Riporta parola per parola il passo del discorso di Benedetto XVI all'incontro ecumenico di Praga che si apre con le parole contenenti "Cari amici, l’Europa" e si chiude con "benessere della società.".

[Blocco di testo]
──────────

VIAGGIO APOSTOLICO DEL SANTO PADRE
BENEDETTO XVI
NELLA REPUBBLICA CECA
(26-28 SETTEMBRE 2009)
INCONTRO ECUMENICO
DISCORSO DEL SANTO PADRE BENEDETTO XVI
Sala del Trono dell’Arcivescovado di Praga
Domenica, 27 settembre 2009
Presenti diverse confessioni cristiane. C'erano anche due
rappresentanti della comunità ebraica.
Signori Cardinali,
Eccellenze,
fratelli e sorelle in Cristo,
ringrazio il Signore Onnipotente per l’opportunità che mi viene data di
incontrare voi, che siete i rappresentanti delle diverse comunità Cristiane di
questo Paese. Ringrazio il Dottor Černý, Presidente del Consiglio Ecumenico
delle Chiese nella Repubblica Ceca, per le gentili parole di benvenuto che mi ha
indirizzato a vostro nome.
Cari amici, l’Europa continua ad essere sottoposta a molti cambiamenti. È
difficile credere che solo due decenni sono passati da quando il crollo dei
precedenti regimi ha dato avvio a una difficile ma produttiva transizione verso
strutture politiche più partecipative.
In questo periodo, i cristiani si sono uniti assieme ad altri uomini di buona
volontà nell'aiutare a ricostruire un ordine politico giusto, e continuano oggi
ad impegnarsi nel dialogo per aprire nuove vie verso la comprensione reciproca,
la collaborazione in vista della pace e il progresso del bene comune.
Ciononostante, stanno emergendo sotto nuove forme tentativi tesi a
marginalizzare l’influsso del cristianesimo nella vita pubblica, talora sotto il
pretesto che i suoi insegnamenti sono dannosi al benessere della società.

──────────

[Materiale fornito]
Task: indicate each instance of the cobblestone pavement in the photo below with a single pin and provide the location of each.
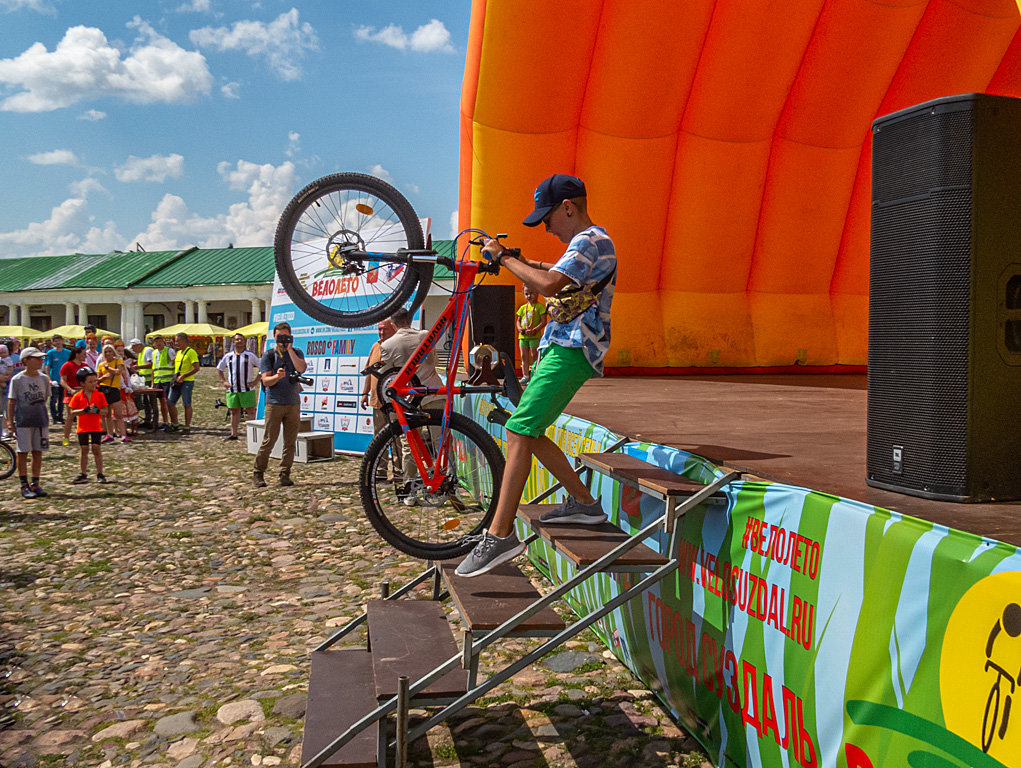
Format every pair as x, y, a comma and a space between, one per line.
166, 619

──────────

[Risposta attesa]
Cari amici, l’Europa continua ad essere sottoposta a molti cambiamenti. È
difficile credere che solo due decenni sono passati da quando il crollo dei
precedenti regimi ha dato avvio a una difficile ma produttiva transizione verso
strutture politiche più partecipative.
In questo periodo, i cristiani si sono uniti assieme ad altri uomini di buona
volontà nell'aiutare a ricostruire un ordine politico giusto, e continuano oggi
ad impegnarsi nel dialogo per aprire nuove vie verso la comprensione reciproca,
la collaborazione in vista della pace e il progresso del bene comune.
Ciononostante, stanno emergendo sotto nuove forme tentativi tesi a
marginalizzare l’influsso del cristianesimo nella vita pubblica, talora sotto il
pretesto che i suoi insegnamenti sono dannosi al benessere della società.